[Opening Dataset records section]

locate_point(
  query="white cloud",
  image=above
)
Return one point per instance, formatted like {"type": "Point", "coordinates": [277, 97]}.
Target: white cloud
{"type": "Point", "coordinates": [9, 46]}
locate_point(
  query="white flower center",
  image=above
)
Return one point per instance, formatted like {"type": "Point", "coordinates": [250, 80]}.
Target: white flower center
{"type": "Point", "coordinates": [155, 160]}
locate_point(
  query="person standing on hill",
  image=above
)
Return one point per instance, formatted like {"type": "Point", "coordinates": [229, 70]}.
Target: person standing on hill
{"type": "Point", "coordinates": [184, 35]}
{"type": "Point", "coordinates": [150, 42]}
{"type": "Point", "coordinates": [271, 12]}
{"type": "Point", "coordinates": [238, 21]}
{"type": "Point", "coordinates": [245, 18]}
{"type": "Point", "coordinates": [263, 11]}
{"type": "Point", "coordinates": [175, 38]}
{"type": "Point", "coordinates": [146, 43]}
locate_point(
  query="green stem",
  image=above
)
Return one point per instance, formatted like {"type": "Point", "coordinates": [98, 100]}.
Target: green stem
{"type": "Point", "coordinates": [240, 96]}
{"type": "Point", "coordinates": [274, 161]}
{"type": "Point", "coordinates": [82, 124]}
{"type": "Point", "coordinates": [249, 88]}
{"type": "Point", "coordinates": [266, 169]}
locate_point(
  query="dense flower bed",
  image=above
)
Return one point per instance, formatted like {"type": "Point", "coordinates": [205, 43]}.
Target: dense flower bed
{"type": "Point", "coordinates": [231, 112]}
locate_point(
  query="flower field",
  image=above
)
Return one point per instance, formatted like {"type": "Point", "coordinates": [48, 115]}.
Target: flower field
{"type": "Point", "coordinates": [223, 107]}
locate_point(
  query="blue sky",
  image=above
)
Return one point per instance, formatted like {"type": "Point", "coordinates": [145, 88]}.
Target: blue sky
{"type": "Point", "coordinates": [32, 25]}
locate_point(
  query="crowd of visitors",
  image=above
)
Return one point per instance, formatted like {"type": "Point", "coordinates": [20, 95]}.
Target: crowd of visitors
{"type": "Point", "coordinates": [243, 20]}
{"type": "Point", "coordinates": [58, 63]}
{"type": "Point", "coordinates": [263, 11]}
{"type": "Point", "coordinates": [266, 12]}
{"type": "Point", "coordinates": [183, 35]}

[Closing Dataset records section]

(Task instructions):
All the lines above need to be printed again, exactly.

(Answer box):
locate_point(
  query="white cloud",
  image=above
)
Return one point per instance, formatted like {"type": "Point", "coordinates": [277, 97]}.
Target: white cloud
{"type": "Point", "coordinates": [9, 46]}
locate_point(
  query="white flower center",
  image=above
)
Return one point per instance, formatted like {"type": "Point", "coordinates": [250, 80]}.
Target: white flower center
{"type": "Point", "coordinates": [155, 160]}
locate_point(
  query="person standing on hill",
  image=above
)
Return one point per instance, formatted like {"type": "Point", "coordinates": [229, 70]}.
Target: person standing on hill
{"type": "Point", "coordinates": [184, 35]}
{"type": "Point", "coordinates": [150, 42]}
{"type": "Point", "coordinates": [271, 12]}
{"type": "Point", "coordinates": [238, 21]}
{"type": "Point", "coordinates": [245, 18]}
{"type": "Point", "coordinates": [263, 11]}
{"type": "Point", "coordinates": [175, 38]}
{"type": "Point", "coordinates": [146, 43]}
locate_point(
  query="green stem",
  image=above
)
Return one point per instance, formatted like {"type": "Point", "coordinates": [98, 100]}.
Target: green stem
{"type": "Point", "coordinates": [240, 96]}
{"type": "Point", "coordinates": [274, 161]}
{"type": "Point", "coordinates": [82, 124]}
{"type": "Point", "coordinates": [249, 88]}
{"type": "Point", "coordinates": [266, 169]}
locate_point(
  query="dense flower bed",
  image=above
)
Return one point per instance, formatted like {"type": "Point", "coordinates": [205, 43]}.
Target: dense flower bed
{"type": "Point", "coordinates": [231, 112]}
locate_point(
  query="flower field",
  image=above
)
Return one point per instance, formatted like {"type": "Point", "coordinates": [48, 115]}.
Target: flower field
{"type": "Point", "coordinates": [223, 107]}
locate_point(
  query="blue sky",
  image=above
)
Return one point per instance, formatted like {"type": "Point", "coordinates": [145, 88]}.
Target: blue sky
{"type": "Point", "coordinates": [32, 25]}
locate_point(
  query="crowd of visitors",
  image=above
)
Return one point per instance, formatted like {"type": "Point", "coordinates": [20, 95]}.
Target: crowd of visitors
{"type": "Point", "coordinates": [243, 20]}
{"type": "Point", "coordinates": [58, 63]}
{"type": "Point", "coordinates": [263, 11]}
{"type": "Point", "coordinates": [266, 12]}
{"type": "Point", "coordinates": [183, 35]}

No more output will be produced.